**The request**
Copy out, word for word, the lines from the one containing "of the wooden" through the end of the data entries below, including both the first and the last line.

**Data entries**

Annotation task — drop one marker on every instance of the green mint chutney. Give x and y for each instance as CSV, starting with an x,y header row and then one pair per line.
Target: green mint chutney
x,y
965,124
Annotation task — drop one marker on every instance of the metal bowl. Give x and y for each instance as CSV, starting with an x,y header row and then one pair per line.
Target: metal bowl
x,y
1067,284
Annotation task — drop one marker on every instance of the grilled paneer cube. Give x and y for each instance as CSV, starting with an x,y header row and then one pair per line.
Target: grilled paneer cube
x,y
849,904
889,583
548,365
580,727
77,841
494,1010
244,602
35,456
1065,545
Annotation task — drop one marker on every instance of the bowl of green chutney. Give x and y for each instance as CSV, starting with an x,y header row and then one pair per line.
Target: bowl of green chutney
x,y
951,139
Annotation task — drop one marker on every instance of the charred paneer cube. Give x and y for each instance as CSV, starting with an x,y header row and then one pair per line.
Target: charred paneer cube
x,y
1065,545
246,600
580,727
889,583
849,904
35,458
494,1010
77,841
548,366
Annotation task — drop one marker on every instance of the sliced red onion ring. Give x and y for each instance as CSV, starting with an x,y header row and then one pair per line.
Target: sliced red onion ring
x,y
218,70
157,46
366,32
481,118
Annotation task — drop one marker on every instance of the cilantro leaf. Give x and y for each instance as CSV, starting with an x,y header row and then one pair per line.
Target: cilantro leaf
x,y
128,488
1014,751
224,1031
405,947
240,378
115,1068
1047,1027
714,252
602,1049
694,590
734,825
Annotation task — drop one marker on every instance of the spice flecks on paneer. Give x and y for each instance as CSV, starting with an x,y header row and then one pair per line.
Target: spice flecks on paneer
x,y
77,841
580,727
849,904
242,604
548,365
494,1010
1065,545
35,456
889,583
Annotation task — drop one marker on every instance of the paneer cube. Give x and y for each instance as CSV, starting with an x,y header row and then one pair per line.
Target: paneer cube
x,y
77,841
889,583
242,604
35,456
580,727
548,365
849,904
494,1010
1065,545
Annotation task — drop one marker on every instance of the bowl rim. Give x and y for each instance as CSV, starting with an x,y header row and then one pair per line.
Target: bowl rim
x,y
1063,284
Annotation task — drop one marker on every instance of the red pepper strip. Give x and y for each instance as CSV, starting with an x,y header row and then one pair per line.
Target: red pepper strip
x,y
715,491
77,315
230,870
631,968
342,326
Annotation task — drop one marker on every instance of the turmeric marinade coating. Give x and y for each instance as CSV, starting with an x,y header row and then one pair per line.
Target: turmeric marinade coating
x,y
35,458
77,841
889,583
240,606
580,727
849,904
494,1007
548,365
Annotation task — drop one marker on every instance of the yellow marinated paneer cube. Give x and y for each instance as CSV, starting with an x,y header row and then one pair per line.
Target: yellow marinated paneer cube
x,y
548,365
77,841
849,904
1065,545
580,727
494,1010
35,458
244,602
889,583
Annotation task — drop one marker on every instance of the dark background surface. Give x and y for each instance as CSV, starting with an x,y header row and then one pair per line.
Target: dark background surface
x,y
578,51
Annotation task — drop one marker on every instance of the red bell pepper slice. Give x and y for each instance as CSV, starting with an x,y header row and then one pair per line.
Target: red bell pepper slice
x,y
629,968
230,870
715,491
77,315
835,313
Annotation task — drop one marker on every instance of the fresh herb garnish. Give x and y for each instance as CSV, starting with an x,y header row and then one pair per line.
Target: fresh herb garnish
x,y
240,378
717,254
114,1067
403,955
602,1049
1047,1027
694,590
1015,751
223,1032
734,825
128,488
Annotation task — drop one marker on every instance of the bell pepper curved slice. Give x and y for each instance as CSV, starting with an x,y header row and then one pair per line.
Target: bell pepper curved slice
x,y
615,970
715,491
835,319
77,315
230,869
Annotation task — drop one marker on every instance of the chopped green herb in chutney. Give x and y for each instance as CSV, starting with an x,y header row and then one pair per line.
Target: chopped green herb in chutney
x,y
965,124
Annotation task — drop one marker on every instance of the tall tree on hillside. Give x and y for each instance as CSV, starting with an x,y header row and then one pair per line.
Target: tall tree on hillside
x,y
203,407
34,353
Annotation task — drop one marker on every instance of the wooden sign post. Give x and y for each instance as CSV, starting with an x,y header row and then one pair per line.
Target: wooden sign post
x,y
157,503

**Final result**
Annotation task — drop one marker on every instance of the wooden sign post. Give x and y for each instance as CSV, starting with an x,y header row and then one pair per line.
Target: wooden sign post
x,y
157,503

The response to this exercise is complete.